Image box annotation records:
· · · · · · ·

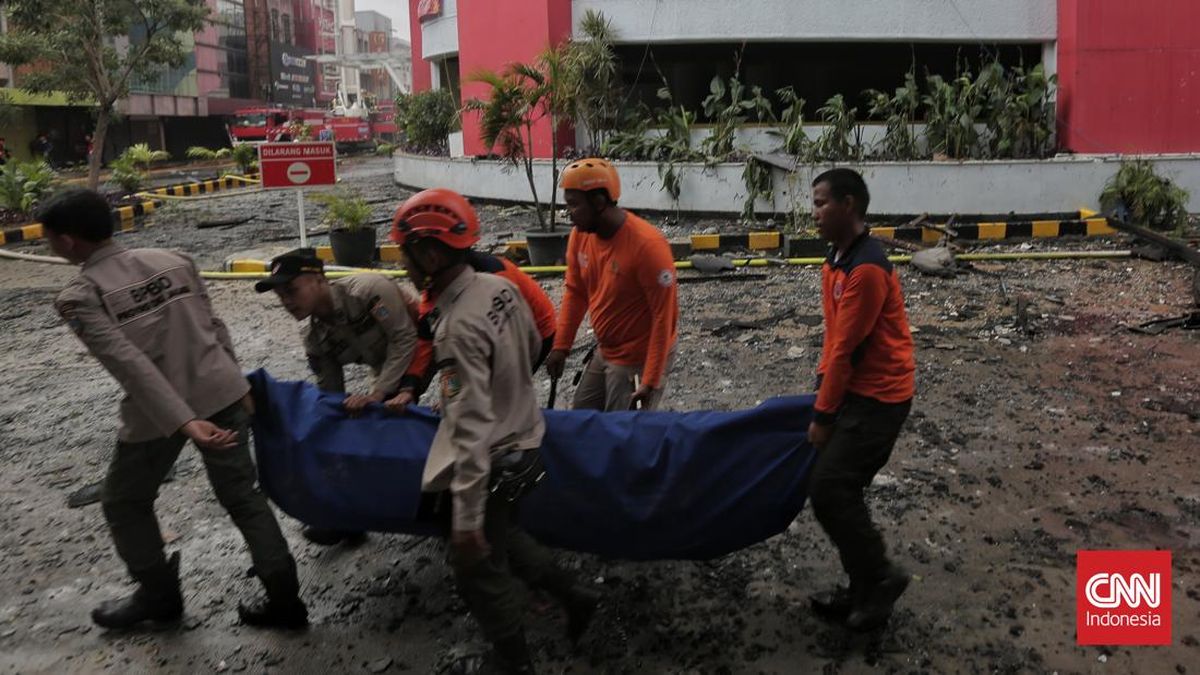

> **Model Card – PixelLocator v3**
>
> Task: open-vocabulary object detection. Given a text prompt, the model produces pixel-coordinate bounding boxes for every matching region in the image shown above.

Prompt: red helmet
[391,187,479,249]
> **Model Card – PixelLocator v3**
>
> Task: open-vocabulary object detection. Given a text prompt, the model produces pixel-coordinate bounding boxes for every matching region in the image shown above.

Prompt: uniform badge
[442,368,462,400]
[58,301,83,338]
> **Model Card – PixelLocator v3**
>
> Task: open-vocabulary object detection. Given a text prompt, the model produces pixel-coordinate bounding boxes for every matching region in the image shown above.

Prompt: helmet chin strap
[404,236,454,291]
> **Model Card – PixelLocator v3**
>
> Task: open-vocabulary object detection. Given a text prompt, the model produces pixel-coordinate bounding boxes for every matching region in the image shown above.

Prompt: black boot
[809,586,854,623]
[91,551,184,628]
[238,556,308,629]
[488,631,534,675]
[558,584,600,645]
[846,565,911,631]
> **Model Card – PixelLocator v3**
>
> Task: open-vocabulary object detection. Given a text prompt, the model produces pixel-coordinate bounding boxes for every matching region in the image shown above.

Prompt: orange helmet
[391,187,479,249]
[563,157,620,202]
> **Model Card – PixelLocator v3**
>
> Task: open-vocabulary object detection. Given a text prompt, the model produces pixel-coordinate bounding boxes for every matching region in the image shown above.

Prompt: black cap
[254,249,325,293]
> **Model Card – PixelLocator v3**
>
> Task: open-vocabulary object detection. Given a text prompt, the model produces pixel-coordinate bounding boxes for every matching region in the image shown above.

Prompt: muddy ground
[0,156,1200,673]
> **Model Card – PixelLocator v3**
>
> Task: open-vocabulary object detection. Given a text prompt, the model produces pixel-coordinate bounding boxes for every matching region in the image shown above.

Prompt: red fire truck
[228,107,384,150]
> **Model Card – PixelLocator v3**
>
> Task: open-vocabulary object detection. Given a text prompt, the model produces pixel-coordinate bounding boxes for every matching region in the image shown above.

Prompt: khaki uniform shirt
[422,269,546,531]
[54,244,250,442]
[305,273,418,395]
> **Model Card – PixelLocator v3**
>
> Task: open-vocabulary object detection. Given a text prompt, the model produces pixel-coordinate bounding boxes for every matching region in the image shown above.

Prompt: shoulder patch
[54,300,83,338]
[442,365,462,400]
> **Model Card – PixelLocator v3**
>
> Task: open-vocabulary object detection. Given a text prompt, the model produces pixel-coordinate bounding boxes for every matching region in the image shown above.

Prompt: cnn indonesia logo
[1075,551,1171,645]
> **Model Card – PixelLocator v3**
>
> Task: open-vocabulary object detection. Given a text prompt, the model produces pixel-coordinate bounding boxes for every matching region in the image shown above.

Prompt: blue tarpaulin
[250,370,814,560]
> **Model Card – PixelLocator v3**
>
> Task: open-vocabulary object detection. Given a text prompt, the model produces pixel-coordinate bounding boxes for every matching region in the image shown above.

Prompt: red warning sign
[258,143,337,190]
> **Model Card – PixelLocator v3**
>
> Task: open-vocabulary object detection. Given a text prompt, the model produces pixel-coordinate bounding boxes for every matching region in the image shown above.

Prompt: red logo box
[1075,551,1171,645]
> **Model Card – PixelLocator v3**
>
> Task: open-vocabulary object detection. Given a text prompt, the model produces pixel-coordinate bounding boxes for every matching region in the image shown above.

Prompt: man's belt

· · · · · · ·

*Instructions for the task*
From the material above, keep only the lines that contain the string "logo".

*Result for this exercise*
Prompt: cnn indonesia logo
Prompt: red logo box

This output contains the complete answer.